--- EXERCISE GOAL ---
Rescale the listing by reproducing every line, requests included, with each coordinate in the answers multiplied by 0.95 and rounded to the nearest whole number, halves rounded up. Apply this to the entire listing.

[Stored dataset items]
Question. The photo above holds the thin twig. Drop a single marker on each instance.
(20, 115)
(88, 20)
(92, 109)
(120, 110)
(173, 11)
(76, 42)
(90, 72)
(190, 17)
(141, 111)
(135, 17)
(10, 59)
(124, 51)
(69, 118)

--- ANSWER TO THE TASK ---
Question. The photo above holds the thin twig. Drop a single marker on each instance.
(19, 109)
(84, 19)
(87, 104)
(114, 105)
(164, 10)
(72, 40)
(86, 68)
(181, 16)
(134, 105)
(128, 16)
(10, 56)
(118, 48)
(66, 112)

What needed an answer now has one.